§ **Given problem A**
Put the rows from the line with "Given the image above, locate any dark" to the line with "278;48;302;74" into a JSON list of strings, with one string per line and blank lines left out.

§ **Extract**
Looking ahead: The Young Dubliners are going to kick of the festivities in August at the Sellersville Theatre. There are more football games, radio show benefits (including one at Ambler’s Shanachie Pub on August 2), concerts, and dances coming up too. Then September will arrive with the Philadelphia Ceili Group Music Festival, the Celtic Classic in Bethlehem, the Scottish-Irish Festival in Green Lane, PA, the AOH Irish Weekend in N. Wildwood. There’s also going to be a bus trip from the Irish Center to Gettysburg where you’ll learn about the role the Irish played in the war between the states. That’s why I’m getting out of town. I need to rest up.

Music

Following in the Family Trad

Shawna and Angelina Carberry, after their show on July 11 at the Irish Center in Philadelphia.

Shawna and Angelina Carberry, after their show on July 11 at the Irish Center in Philadelphia.

Her great-great grandfather Peter played the melodeon and her great-great grandmother crooned traditional tunes to her grandchildren in “The Holla” near Kenagh, County Longford. Her great-grandfather Kevin played banjo for County Longford ceilis and house dances alongside his pipe-playing brother, Peter. Her grandfather Peter is a stalwart of Irish traditional music, renowned for his accordion and banjo playing, as well as the Manchester trad bands like Toss the Feathers, Skidoo and Good Tradition that he formed.

§ **Data shown**
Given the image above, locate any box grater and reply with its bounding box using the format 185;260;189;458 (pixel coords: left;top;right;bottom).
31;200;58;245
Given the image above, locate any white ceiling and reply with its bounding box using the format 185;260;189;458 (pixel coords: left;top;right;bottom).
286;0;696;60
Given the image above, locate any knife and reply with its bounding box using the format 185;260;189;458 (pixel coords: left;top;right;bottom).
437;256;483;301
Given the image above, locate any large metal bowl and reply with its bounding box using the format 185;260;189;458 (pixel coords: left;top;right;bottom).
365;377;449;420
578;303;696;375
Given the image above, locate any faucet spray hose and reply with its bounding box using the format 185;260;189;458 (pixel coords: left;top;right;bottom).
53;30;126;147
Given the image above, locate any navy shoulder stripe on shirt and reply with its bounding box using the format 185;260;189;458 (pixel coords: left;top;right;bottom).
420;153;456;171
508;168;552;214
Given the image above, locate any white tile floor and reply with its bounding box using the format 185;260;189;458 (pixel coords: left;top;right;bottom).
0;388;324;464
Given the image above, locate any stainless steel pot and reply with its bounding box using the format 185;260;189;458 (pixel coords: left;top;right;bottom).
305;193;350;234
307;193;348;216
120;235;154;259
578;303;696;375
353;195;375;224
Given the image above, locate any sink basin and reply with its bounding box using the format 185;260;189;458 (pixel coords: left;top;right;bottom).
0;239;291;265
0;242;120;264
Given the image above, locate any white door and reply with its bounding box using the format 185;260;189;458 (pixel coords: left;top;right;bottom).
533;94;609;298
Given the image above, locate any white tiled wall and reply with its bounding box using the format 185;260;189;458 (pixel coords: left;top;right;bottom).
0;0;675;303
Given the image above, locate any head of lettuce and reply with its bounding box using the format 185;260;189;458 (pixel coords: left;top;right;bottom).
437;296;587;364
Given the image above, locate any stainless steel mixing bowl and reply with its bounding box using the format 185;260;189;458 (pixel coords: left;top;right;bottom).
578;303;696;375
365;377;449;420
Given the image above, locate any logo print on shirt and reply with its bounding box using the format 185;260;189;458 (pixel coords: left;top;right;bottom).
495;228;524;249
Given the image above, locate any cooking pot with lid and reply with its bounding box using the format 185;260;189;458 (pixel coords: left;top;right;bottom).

...

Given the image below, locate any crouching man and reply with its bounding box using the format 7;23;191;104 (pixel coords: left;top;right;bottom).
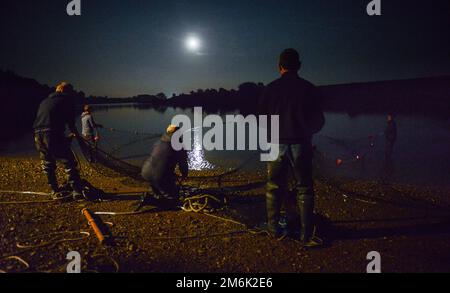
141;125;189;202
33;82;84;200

---

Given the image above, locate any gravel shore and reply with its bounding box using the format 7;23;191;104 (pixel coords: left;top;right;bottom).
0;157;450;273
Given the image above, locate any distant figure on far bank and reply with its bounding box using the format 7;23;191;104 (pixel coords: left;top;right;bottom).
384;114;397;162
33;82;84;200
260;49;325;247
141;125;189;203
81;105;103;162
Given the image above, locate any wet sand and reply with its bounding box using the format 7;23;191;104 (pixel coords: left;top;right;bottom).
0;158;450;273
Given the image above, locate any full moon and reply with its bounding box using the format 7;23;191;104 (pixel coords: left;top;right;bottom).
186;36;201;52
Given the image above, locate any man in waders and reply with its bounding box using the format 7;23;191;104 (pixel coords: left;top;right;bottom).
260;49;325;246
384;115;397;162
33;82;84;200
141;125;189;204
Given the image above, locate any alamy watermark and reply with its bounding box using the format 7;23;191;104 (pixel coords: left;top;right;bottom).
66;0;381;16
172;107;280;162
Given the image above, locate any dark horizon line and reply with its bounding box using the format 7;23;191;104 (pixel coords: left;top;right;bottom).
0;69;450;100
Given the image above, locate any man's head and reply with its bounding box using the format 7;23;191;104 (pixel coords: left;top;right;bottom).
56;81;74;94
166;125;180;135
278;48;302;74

§ **Given problem B**
Repeat word for word the part of the text about Irish events and music from "Looking ahead: The" to "to rest up.".

§ **Written solution A**
[
  "Given the image above, locate any dark horizon line and reply with its bounding box using the format 7;23;191;104 (pixel coords: left;top;right;bottom).",
  "0;69;450;100",
  "Given the image above, locate any man's head and reply with its bounding box using the format 7;23;191;104 (pixel coords: left;top;right;bottom).",
  "56;81;74;94",
  "166;125;180;135",
  "278;48;302;74"
]

§ **Written solution B**
Looking ahead: The Young Dubliners are going to kick of the festivities in August at the Sellersville Theatre. There are more football games, radio show benefits (including one at Ambler’s Shanachie Pub on August 2), concerts, and dances coming up too. Then September will arrive with the Philadelphia Ceili Group Music Festival, the Celtic Classic in Bethlehem, the Scottish-Irish Festival in Green Lane, PA, the AOH Irish Weekend in N. Wildwood. There’s also going to be a bus trip from the Irish Center to Gettysburg where you’ll learn about the role the Irish played in the war between the states. That’s why I’m getting out of town. I need to rest up.